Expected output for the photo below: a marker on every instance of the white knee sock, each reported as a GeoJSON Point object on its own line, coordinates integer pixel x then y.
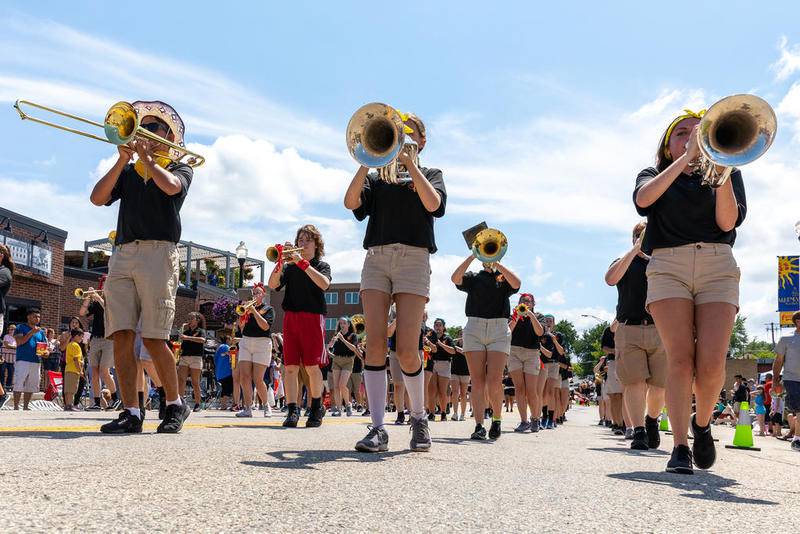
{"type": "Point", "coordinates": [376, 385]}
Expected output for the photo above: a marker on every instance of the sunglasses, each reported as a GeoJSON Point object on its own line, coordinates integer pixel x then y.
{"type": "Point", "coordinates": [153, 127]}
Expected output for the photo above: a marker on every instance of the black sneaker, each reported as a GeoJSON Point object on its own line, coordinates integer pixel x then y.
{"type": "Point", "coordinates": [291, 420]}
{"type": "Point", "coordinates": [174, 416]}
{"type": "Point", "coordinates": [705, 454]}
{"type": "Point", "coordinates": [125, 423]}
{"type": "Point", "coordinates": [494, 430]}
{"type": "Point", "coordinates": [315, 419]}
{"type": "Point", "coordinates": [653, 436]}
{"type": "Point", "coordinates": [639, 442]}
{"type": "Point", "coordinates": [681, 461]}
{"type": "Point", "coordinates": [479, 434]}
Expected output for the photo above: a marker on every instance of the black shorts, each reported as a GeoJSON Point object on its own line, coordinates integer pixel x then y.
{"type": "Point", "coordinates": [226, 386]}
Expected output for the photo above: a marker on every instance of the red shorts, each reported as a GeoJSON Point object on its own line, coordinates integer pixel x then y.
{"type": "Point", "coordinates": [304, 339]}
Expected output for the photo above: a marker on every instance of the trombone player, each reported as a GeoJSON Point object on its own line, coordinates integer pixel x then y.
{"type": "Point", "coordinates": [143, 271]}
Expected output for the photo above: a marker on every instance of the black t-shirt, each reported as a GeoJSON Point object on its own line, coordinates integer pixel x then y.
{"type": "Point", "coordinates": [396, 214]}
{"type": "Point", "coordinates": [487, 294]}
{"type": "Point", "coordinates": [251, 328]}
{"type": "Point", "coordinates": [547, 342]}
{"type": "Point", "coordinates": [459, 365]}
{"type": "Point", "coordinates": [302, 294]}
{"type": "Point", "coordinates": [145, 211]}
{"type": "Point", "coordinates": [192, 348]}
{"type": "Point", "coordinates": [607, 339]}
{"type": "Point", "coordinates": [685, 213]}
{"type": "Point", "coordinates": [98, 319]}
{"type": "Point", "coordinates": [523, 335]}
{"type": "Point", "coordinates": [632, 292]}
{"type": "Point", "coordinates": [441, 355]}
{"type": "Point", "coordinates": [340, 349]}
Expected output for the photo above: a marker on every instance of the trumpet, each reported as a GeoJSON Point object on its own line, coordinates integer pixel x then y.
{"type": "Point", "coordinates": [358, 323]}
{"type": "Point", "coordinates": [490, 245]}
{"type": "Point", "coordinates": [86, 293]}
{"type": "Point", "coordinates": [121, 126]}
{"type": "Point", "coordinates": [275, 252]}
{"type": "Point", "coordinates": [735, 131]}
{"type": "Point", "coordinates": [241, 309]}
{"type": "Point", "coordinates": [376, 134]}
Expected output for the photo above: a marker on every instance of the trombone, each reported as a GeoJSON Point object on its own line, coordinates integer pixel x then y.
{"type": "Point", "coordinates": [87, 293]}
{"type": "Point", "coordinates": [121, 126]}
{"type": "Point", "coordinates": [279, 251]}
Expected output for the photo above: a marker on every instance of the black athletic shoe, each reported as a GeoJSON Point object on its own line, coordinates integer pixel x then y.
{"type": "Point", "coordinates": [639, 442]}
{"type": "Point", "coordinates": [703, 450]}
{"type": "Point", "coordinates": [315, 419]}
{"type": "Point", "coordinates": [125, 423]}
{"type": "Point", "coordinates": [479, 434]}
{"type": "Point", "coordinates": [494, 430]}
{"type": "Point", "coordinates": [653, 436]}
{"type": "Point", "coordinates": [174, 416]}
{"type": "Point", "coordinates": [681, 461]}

WORK REQUIRED -> Could you restate all of the data above word for word and skip every picture?

RESULT ->
Expected output for the photo below: a marker on every instance of the white knee sock, each reported as a GeoJSON Point object on its own line, coordinates integer pixel x then y.
{"type": "Point", "coordinates": [376, 385]}
Expected output for the photo above: a marker on every instance of the sunglasses, each reported as a GeoJSON Point object on its own line, coordinates integer pixel x then y.
{"type": "Point", "coordinates": [153, 127]}
Expected output for the photo above: a marker on every instance of the black sneaker, each reported as a GeoJSON Point object on its own line, coordinates integer pixel x then y.
{"type": "Point", "coordinates": [291, 420]}
{"type": "Point", "coordinates": [174, 416]}
{"type": "Point", "coordinates": [705, 454]}
{"type": "Point", "coordinates": [125, 423]}
{"type": "Point", "coordinates": [494, 430]}
{"type": "Point", "coordinates": [315, 419]}
{"type": "Point", "coordinates": [653, 436]}
{"type": "Point", "coordinates": [639, 442]}
{"type": "Point", "coordinates": [681, 461]}
{"type": "Point", "coordinates": [479, 434]}
Expected output for the photo above: a marker on every instance of the black shorts, each reported as a GeoJSON Point object on its own line, coordinates integer pixel x then y.
{"type": "Point", "coordinates": [226, 386]}
Expected output for the photo above: a marker on every instance of the red shorts, each reported as a GeoJSON Point object on its own line, coordinates integer pixel x then y.
{"type": "Point", "coordinates": [304, 339]}
Expected output for the photo above: a marker on every instance of the trombone player, each reported as a GeoJSON Point object on its own line, coordinates integer pixel x then y.
{"type": "Point", "coordinates": [143, 271]}
Expected output for the photo above: a marker on every instance of the black t-shirt, each reported as a GeoJSON Point object on its own line, coordinates integer pixel x then y.
{"type": "Point", "coordinates": [396, 214]}
{"type": "Point", "coordinates": [487, 294]}
{"type": "Point", "coordinates": [251, 328]}
{"type": "Point", "coordinates": [547, 342]}
{"type": "Point", "coordinates": [459, 365]}
{"type": "Point", "coordinates": [302, 294]}
{"type": "Point", "coordinates": [145, 211]}
{"type": "Point", "coordinates": [192, 348]}
{"type": "Point", "coordinates": [607, 339]}
{"type": "Point", "coordinates": [685, 213]}
{"type": "Point", "coordinates": [98, 319]}
{"type": "Point", "coordinates": [523, 335]}
{"type": "Point", "coordinates": [632, 292]}
{"type": "Point", "coordinates": [441, 355]}
{"type": "Point", "coordinates": [340, 349]}
Expected output for the photo above: a marker on every instance of the trumpet, each reported as a GeoJSON Point object on its own line, coordinates integer pixel x then y.
{"type": "Point", "coordinates": [358, 323]}
{"type": "Point", "coordinates": [490, 245]}
{"type": "Point", "coordinates": [86, 293]}
{"type": "Point", "coordinates": [121, 126]}
{"type": "Point", "coordinates": [275, 252]}
{"type": "Point", "coordinates": [735, 131]}
{"type": "Point", "coordinates": [241, 309]}
{"type": "Point", "coordinates": [376, 134]}
Expected output for the photo above: a marker on every instance of the trombone, each reported as a GeoJSON Point object on its own line, coordinates integer pixel x then y.
{"type": "Point", "coordinates": [87, 293]}
{"type": "Point", "coordinates": [121, 126]}
{"type": "Point", "coordinates": [279, 251]}
Expected output for the photo above: a marker on every instance of the black athletic shoe, each reported as a GeoJSON Point object on its own line, coordinates integer pixel x then y.
{"type": "Point", "coordinates": [639, 442]}
{"type": "Point", "coordinates": [703, 450]}
{"type": "Point", "coordinates": [315, 419]}
{"type": "Point", "coordinates": [125, 423]}
{"type": "Point", "coordinates": [479, 434]}
{"type": "Point", "coordinates": [494, 430]}
{"type": "Point", "coordinates": [653, 436]}
{"type": "Point", "coordinates": [174, 416]}
{"type": "Point", "coordinates": [681, 461]}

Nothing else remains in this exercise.